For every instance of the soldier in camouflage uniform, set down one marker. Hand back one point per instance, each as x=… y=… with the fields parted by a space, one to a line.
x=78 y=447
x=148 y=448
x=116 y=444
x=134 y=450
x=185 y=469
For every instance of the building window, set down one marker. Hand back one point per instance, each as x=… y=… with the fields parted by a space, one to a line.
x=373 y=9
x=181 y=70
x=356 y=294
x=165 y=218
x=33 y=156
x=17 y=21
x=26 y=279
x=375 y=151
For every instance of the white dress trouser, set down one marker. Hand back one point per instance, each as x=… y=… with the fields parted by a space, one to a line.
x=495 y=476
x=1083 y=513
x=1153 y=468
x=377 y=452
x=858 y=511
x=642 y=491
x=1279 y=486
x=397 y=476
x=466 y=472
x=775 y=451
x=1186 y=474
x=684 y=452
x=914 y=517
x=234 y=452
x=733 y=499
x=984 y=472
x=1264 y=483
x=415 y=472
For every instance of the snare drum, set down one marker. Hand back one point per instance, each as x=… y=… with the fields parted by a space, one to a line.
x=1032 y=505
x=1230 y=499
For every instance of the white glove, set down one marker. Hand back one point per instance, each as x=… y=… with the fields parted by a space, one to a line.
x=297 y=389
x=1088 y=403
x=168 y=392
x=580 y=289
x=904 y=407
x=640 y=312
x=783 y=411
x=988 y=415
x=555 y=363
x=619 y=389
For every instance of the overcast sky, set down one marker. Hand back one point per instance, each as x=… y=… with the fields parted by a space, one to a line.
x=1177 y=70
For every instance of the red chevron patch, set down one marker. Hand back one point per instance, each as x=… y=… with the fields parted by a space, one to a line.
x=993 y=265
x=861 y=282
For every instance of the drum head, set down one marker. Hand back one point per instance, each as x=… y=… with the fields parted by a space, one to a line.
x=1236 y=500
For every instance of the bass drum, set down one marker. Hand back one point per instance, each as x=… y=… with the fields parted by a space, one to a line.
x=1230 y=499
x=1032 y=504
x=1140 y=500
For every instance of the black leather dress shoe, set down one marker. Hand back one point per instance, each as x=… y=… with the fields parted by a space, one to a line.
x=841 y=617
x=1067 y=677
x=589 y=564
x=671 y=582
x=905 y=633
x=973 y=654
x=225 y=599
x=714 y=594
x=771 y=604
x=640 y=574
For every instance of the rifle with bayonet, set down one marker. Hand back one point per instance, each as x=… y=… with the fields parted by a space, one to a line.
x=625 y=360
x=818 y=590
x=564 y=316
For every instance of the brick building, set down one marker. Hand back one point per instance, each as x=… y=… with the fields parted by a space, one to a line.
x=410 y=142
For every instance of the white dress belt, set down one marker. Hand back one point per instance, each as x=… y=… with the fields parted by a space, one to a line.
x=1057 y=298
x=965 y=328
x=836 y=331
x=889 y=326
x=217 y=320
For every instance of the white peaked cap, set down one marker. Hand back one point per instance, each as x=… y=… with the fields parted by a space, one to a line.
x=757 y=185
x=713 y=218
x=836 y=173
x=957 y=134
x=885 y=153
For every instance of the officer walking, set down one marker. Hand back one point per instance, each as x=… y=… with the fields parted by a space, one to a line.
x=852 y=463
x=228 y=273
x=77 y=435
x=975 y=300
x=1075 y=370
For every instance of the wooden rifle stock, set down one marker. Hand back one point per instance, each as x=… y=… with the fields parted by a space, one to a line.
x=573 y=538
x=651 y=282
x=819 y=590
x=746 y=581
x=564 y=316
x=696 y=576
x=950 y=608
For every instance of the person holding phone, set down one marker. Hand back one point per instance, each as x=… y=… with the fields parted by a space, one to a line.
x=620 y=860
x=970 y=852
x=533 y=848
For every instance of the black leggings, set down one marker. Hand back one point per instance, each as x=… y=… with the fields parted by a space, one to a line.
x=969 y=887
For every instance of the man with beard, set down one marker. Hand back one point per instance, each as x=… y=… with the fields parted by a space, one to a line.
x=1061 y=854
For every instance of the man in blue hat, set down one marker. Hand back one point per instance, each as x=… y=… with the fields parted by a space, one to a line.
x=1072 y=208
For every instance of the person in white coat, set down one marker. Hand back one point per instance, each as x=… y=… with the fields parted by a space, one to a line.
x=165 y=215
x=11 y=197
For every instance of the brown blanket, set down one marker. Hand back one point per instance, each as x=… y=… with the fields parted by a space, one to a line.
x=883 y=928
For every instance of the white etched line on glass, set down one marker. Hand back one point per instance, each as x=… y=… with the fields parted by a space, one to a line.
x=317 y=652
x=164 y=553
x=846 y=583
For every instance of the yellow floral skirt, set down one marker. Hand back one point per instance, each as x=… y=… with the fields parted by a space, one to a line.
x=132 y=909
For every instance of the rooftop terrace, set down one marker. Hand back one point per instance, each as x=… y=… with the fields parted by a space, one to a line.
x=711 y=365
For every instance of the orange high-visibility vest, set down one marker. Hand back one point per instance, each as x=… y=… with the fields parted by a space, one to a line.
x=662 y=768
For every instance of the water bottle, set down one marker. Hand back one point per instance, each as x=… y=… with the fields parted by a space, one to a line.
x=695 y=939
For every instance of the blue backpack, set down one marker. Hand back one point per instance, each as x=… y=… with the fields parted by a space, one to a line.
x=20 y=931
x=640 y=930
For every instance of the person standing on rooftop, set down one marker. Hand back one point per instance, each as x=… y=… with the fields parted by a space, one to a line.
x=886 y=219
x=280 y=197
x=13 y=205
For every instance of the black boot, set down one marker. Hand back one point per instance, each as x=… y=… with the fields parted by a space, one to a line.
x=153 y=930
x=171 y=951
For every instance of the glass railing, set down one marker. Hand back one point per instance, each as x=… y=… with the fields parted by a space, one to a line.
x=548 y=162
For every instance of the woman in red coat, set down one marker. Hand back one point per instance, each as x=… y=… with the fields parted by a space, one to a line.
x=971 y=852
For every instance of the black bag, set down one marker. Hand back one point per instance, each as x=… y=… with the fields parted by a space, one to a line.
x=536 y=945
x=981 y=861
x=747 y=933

- _GIVEN TASK_:
Render the material above as a Markdown table with the columns Row and Line, starting at the line that has "For every instance of the white etched" and stopping after the line that has "x=132 y=909". Put a running number in Row and leave out any blank lines.

- _CORRECT OUTPUT_:
| Row | Line |
|---|---|
| 1 | For every instance of the white etched line on glass, set down one marker. Hand back one point per instance, each as x=… y=… with the fields parted by a space, one to a line. |
| 2 | x=317 y=652 |
| 3 | x=164 y=553 |
| 4 | x=846 y=583 |
| 5 | For every instance of the yellow floral skirt, set down one marker. Hand back one point per instance, each as x=… y=… with the fields parted by a space, one to a line. |
| 6 | x=132 y=909 |